Request
Output all the data exactly. Pictures do not belong in the copy.

Given data
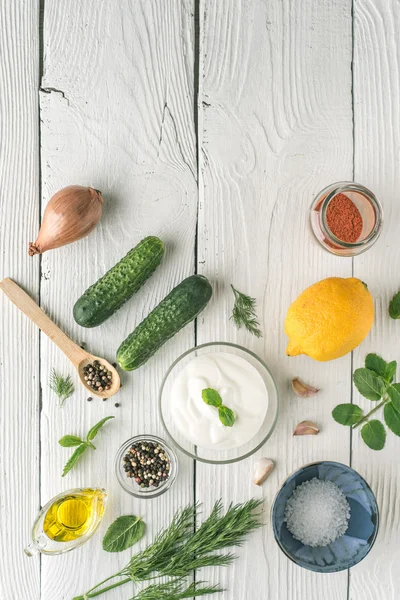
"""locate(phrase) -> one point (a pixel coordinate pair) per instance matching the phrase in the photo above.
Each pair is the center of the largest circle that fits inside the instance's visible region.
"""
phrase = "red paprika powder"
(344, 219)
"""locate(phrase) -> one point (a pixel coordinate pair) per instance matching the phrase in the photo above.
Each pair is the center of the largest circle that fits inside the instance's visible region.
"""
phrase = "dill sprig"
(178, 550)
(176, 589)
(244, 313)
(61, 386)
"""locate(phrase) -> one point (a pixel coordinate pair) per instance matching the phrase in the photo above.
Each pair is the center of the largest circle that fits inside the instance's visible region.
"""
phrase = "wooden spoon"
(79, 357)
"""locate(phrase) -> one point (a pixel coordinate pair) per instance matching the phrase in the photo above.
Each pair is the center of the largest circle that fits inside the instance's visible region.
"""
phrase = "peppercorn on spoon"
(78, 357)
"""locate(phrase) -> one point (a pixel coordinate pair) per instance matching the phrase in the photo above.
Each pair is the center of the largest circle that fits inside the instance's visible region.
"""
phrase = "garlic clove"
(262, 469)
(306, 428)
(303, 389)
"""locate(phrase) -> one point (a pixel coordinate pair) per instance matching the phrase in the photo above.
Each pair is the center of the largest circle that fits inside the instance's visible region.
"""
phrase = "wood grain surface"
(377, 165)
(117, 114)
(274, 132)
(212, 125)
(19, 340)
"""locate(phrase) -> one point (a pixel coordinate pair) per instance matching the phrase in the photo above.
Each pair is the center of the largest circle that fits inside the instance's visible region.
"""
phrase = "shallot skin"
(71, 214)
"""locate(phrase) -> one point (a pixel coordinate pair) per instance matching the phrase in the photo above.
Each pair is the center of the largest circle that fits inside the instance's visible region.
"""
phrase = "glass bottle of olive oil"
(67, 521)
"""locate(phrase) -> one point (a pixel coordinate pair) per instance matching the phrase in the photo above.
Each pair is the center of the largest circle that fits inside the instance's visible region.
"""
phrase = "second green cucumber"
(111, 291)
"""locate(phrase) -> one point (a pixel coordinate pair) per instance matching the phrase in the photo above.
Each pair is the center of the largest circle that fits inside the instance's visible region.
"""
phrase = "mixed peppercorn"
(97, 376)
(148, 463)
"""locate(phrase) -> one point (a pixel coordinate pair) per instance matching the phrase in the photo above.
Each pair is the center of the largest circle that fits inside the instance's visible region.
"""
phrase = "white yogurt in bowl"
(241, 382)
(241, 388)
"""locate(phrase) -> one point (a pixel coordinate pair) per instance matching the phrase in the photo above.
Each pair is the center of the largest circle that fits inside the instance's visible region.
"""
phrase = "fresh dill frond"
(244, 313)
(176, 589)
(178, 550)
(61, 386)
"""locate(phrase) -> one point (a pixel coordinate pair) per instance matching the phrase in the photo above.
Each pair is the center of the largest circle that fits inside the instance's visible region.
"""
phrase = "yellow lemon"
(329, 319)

Solution to this task
"""locate(phrase) -> one point (a pixel coordinate pair) per instance matching the phrase in the photo above.
Each pair is the center of the largest circle that fits inside the instance's visible region.
"""
phrase = "red paprika powder"
(344, 219)
"""locate(phrase) -> one point (a pixel coordinate pair) per instance matching the phrase in the photo above.
Each pair is the center of the largest circle that fits inside the instance's visible region.
"""
phrase = "dill sprig"
(178, 550)
(176, 589)
(244, 313)
(61, 386)
"""locate(phrase) -> one point (a pixel coordinate pair) per instance matching the phrase in the photo above.
Each pair is the center of the largest circle that fits inside the instance's visible region.
"""
phrase = "wooden spoon"
(79, 357)
"""locate(phrase) -> one point (a pixel coordinate pair) per instance matching the phrase in the photo above.
Each pair is the center of the largest circle that fits inside the instance's visible region.
"""
phrase = "peppercorn on spoon"
(78, 357)
"""locate(phrase) -> one point (a pixel coordinate pair) per instance matching the phrase in the photo above.
Each pair is the center of the largest circle that fits inside the instance's visible region.
"""
phrase = "garlic clove"
(262, 469)
(306, 428)
(303, 389)
"""locate(phrase) -> one point (a pixel coordinate pair) per instance matching the phrase in the photo above.
Each pair is the center of the largest circle that fits inside the instance's visible region.
"""
phrase = "wood grain surface"
(377, 165)
(117, 114)
(274, 132)
(212, 125)
(19, 340)
"""locate(phrase) -> one point (a pixel coordinate pair) per instance matching the phrase in the photo above.
Each pair is the center of the largest circle that fits inside the instance's visible region.
"""
phrase = "shallot skin"
(71, 214)
"""locate(phrase) -> one point (a pixel coordinate pair) per instance matching the phrase in the photo above.
Each pair is the center of the largest circle that fits inside the instance's visible region.
"""
phrase = "glass bottle of olive oil"
(67, 521)
"""locate(phrase) -> one point (a pixel coordinate pair) per instance matching the phrase in the photo above.
Each pair is the center of the largest circle that fits inside the instance's visible region.
"""
phrase = "second green cucumber"
(111, 291)
"""locate(phrase) -> one point (a pixel coordinate pair) per instance matching the phrase in the photo above.
Each pair is the center of the largest circle that fits inside the instance's visible region.
"""
phrase = "mixed peppercorn"
(97, 376)
(148, 463)
"""locate(phrase) -> one point (a pixel coordinate pair) per instance matching the phrase in the photo above.
Each pair is the center of the largest circle that fits inside the instance's visible region.
"""
phrase = "white yogurt in bowl"
(241, 382)
(241, 388)
"""locate(phrase) -> one point (a pixel coordinate pair) per instance matching the phrase in the photo above.
Each pair is the center of the largest circle that fits inside the instance's visible region.
"""
phrase = "fresh dill frond"
(244, 313)
(176, 589)
(178, 550)
(61, 386)
"""locate(phrase) -> one point (a pixel coordinate pair) per instance matching the phrase in the photo above.
Each pair is the center of the largest circle that fits inside the instance's visible region.
"""
phrase = "yellow lemon"
(329, 319)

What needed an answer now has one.